───── Provided data
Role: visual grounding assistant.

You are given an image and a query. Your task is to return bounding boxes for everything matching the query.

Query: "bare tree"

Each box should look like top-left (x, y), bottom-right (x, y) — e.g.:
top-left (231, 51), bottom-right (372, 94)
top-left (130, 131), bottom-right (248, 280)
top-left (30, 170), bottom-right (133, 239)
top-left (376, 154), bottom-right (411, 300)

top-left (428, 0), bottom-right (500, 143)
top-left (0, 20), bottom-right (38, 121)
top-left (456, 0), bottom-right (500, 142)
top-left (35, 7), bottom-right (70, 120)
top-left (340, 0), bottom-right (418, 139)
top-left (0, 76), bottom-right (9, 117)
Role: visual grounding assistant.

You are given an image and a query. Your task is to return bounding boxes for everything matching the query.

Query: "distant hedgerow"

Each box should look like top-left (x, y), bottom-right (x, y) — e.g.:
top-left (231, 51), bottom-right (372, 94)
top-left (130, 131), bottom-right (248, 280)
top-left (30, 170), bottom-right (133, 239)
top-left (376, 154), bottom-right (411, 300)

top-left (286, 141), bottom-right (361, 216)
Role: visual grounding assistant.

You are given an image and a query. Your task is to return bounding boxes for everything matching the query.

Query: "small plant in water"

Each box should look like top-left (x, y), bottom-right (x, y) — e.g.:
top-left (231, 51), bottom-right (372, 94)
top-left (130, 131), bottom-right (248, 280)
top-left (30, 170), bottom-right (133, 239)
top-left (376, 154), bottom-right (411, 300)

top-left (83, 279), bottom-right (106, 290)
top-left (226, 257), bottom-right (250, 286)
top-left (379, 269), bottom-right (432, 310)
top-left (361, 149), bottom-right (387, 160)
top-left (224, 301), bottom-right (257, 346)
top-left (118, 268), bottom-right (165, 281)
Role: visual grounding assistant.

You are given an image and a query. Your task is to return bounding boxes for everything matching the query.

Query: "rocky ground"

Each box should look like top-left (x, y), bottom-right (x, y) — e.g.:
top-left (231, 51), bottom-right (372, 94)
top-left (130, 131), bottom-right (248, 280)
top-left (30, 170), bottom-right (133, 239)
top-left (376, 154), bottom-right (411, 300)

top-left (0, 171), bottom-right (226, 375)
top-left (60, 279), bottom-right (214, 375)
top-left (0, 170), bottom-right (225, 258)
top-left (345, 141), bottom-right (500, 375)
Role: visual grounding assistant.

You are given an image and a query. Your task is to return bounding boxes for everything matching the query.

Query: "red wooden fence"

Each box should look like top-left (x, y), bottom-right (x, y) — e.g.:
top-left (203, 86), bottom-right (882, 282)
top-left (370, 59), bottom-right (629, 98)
──────────
(Requirement) Copy out all of the data above, substituting "box coordinates" for every occurrence of "bounding boxes" and leaving everything else unchanged.

(The completed task)
Role: visual grounding assistant.

You are given an image and a query. Your task is to return box coordinates for everything matching the query.

Query: "bare tree"

Each box should look like top-left (x, y), bottom-right (x, y) — e.g.:
top-left (231, 51), bottom-right (372, 94)
top-left (130, 131), bottom-right (248, 280)
top-left (30, 170), bottom-right (133, 239)
top-left (376, 154), bottom-right (411, 300)

top-left (428, 0), bottom-right (500, 143)
top-left (0, 20), bottom-right (38, 121)
top-left (456, 0), bottom-right (500, 142)
top-left (35, 7), bottom-right (70, 120)
top-left (340, 0), bottom-right (418, 139)
top-left (0, 76), bottom-right (9, 117)
Role: visual grounding assistant.

You are given an image and a query. Your task is to return box coordinates for everything matching the query.

Query: "distant hedgerow"

Each box should look like top-left (x, y), bottom-right (x, y) — e.g.:
top-left (231, 51), bottom-right (372, 94)
top-left (130, 131), bottom-right (248, 280)
top-left (30, 170), bottom-right (133, 239)
top-left (376, 154), bottom-right (411, 300)

top-left (286, 141), bottom-right (361, 216)
Role: visual grounding assistant.

You are given an image and a query. Your task is to return box coordinates for everything matching the query.

Query: "small plant in water"

Each box should look like top-left (x, y), bottom-right (x, y) — e.g.:
top-left (231, 51), bottom-right (372, 94)
top-left (130, 131), bottom-right (248, 280)
top-left (30, 170), bottom-right (133, 239)
top-left (376, 154), bottom-right (411, 300)

top-left (83, 279), bottom-right (106, 290)
top-left (226, 257), bottom-right (250, 286)
top-left (379, 269), bottom-right (432, 310)
top-left (361, 149), bottom-right (387, 160)
top-left (224, 301), bottom-right (257, 346)
top-left (118, 268), bottom-right (165, 281)
Role: visual grounding assistant.

You are given an image and a query. Your task is to return box coordinates for everything matching the query.

Query: "rocky ground"

Each box should look like top-left (x, y), bottom-right (x, y) — e.g.:
top-left (231, 51), bottom-right (372, 94)
top-left (130, 131), bottom-right (248, 280)
top-left (30, 170), bottom-right (133, 239)
top-left (376, 154), bottom-right (411, 300)

top-left (0, 171), bottom-right (226, 375)
top-left (60, 279), bottom-right (214, 375)
top-left (0, 170), bottom-right (225, 258)
top-left (345, 141), bottom-right (500, 375)
Role: visual grounding assistant.

You are given an image and a query. Your task is to return box coordinates for everything matching the query.

Query: "red wooden fence"

Each box should look like top-left (x, y), bottom-right (x, y) — e.g.:
top-left (203, 86), bottom-right (882, 282)
top-left (370, 59), bottom-right (629, 98)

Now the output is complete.